Give each entry back by retyping it exactly as written.
════════════════
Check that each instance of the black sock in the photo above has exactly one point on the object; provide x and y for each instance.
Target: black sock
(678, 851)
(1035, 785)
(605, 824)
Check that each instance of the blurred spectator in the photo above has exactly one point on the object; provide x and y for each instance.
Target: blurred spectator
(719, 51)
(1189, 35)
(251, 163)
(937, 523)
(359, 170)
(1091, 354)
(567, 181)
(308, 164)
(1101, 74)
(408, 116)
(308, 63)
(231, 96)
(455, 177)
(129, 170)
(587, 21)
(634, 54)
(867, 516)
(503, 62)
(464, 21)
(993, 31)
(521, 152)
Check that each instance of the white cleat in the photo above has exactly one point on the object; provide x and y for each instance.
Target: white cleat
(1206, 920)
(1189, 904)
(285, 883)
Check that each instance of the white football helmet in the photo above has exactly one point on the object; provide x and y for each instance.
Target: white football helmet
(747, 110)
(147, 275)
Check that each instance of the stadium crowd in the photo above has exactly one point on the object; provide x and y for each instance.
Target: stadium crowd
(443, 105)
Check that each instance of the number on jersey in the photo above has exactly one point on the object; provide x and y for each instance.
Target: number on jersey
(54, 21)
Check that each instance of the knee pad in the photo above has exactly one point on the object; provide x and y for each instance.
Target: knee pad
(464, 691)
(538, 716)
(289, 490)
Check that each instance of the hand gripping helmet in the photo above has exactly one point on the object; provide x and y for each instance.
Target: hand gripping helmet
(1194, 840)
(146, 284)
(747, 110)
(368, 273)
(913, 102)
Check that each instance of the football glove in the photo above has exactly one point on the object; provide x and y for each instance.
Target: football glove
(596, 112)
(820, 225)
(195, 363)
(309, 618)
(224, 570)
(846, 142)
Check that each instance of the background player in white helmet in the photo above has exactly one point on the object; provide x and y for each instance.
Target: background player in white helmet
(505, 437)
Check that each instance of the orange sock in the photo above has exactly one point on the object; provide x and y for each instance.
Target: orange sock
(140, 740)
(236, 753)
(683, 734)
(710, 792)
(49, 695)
════════════════
Solution for this task =
Check that each instance of the black sock in the photo above has exactly one point on the object; provide x and y for each instance.
Target: black sock
(678, 851)
(1035, 785)
(605, 824)
Check that each instance of the blurred spectator in the photo above has exactly one point on the object; provide x and y for each instance.
Target: blurred spectator
(719, 51)
(1189, 35)
(251, 163)
(937, 523)
(359, 170)
(1091, 354)
(567, 181)
(308, 164)
(1101, 74)
(408, 116)
(308, 63)
(231, 96)
(455, 177)
(129, 170)
(587, 21)
(634, 54)
(867, 516)
(503, 62)
(464, 21)
(993, 31)
(521, 152)
Check that each instance of the white cleat in the photo above has exactly one point on the object; provide x and y for each instance.
Target: white cleat
(1206, 920)
(1189, 904)
(285, 883)
Check that each instance of the white football helmet in the photo above has exactly one point on the object; provide x and y for each instance.
Target: white football helmet
(747, 110)
(147, 275)
Check that each instance of the stadium crowd in the photo above has exactly one point on the object; provide x and y for each instance.
Target: stadium crowd
(443, 105)
Check that each instance of the number on jersey in the photo above has exactly one point on the object; provide x and y for each instance.
Target: number on jersey
(54, 21)
Check that each instance of the knee pad in the photo above has exactly one point on the object; provide x and y for each instance.
Target: knee pad
(464, 691)
(538, 716)
(289, 490)
Check that each instance of the hand gripping helmet in the photo above has exactly one point on the object; provide x and y for each instance.
Target: hand gripping helmet
(1194, 840)
(146, 284)
(747, 110)
(368, 273)
(913, 102)
Check that each instance of the football glove in the photo above has exactly one point on the object; provide x and y for each instance.
Target: football glove
(596, 112)
(820, 225)
(195, 363)
(309, 618)
(224, 570)
(846, 142)
Check that each instance of the background player in white helmet in the photo above has exactly one point on the object; provide x and y for each instance.
Target: background player in white helmet
(505, 437)
Check that each instance of the orange sock in the photo above has exactly one point on the object; provide x and y for each instance.
Target: orange sock
(140, 740)
(236, 753)
(683, 734)
(710, 792)
(49, 695)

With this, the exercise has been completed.